|Armor Class:||-2 (head), 6 (tentacles)|
|Movement:||3, Fl 6 (E)|
|No. of Attacks:||1 entangle or 1 ram|
|Damage/Attack:||2-8 (ram only)|
|Special Attacks:||Bite and barbed tentacles|
|Special Defenses:||Blood spray|
|Size:||M (5’ long)|
The belabra, also called “tangler”, is a most unusual creature, highly sought after because it can sometimes be domesticated.
The typical belabra has a large, hemispherical shell that measures some two feet in diameter and is generally black or dark grey in color. Extending from the underside of the shell are the creature’s 12 rubbery tentacles, its deadly grey beak, and its pale white belly. The monster’s four eyes extend above its shell on short eye stalks.
Combat: When in close combat, a belabra bounds about so that it can shield its soft underside with its hard shell. When given an opening, the belabra attacks either by bounding at its targets and ramming them with its shell or by entangling them in its barbed tentacles and tearing at them with its beak.
When employing the former method, the belabra kicks with its tentacles to hurl itself into the air. When gliding in this manner, the creature can travel up to 60 yards. If leaping into a breeze or confronted by a strong crosswind, this distance is cut by ten yards. In a strong headwind, the distance traveled is cut by 20 yards. The ramming inflicts 2d4 points of damage to the target.
At any point during its leap, the belabra can whip its tentacles around a target and attempt to entangle it. This requires the creature to roll a successful attack roll with a +4 bonus. An entangled foe loses all of its normal Dexterity bonuses to Armor Class, and the belabra gains a +4 bonus to attack rolls made with its beak. Once per turn a victim may try to escape from the tentacles by rolling against his bend bars/lift gates score. Whether or not the roll is successful, the victim suffers 1d4+2 points of damage from the barbs that cover the tentacles. The grip of the tentacles causes no damage unless the ensnared creature attempts to break free.

= = =

→ Your goal:
Output the belabra description word for word, starting at the words "The typical belabra" and stopping after "short eye stalks.". The rows after this point come from a different source than the belabra description.

→ Stored data:
= = =

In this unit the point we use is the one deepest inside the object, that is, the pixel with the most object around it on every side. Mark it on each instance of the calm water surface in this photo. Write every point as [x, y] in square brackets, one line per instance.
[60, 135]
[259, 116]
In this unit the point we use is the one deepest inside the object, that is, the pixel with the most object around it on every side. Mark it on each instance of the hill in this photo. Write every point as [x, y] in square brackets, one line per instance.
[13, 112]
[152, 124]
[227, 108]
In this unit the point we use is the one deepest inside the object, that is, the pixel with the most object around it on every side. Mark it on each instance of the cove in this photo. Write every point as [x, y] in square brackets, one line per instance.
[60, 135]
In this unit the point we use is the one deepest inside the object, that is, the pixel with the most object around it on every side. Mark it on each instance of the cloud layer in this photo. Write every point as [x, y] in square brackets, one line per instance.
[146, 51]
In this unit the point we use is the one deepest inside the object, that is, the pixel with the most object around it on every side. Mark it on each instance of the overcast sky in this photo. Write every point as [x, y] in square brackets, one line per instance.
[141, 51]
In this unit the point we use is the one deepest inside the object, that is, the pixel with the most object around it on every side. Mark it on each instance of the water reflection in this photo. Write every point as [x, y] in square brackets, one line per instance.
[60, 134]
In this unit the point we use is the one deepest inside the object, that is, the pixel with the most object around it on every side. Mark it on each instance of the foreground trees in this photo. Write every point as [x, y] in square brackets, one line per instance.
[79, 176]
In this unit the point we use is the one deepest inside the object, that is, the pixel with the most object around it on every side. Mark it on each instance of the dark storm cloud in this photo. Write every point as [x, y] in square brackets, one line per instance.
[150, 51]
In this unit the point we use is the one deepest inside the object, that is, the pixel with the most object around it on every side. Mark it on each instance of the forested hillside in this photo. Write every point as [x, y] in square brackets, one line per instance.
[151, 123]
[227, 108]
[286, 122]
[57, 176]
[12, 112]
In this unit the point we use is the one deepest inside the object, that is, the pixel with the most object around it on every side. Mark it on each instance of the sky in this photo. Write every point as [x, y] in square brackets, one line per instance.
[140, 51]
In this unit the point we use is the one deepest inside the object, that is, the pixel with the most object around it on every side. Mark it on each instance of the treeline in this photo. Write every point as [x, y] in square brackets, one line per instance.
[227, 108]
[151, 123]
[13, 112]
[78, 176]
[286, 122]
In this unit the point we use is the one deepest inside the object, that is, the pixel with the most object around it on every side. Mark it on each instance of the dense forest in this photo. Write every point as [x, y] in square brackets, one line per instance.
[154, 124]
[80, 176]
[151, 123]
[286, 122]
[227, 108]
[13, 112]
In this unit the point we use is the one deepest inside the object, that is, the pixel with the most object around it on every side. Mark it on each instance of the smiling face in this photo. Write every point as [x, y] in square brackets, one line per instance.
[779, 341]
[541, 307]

= = =

→ Answer to this problem:
The typical belabra has a large, hemispherical shell that measures some two feet in diameter and is generally black or dark grey in color. Extending from the underside of the shell are the creature’s 12 rubbery tentacles, its deadly grey beak, and its pale white belly. The monster’s four eyes extend above its shell on short eye stalks.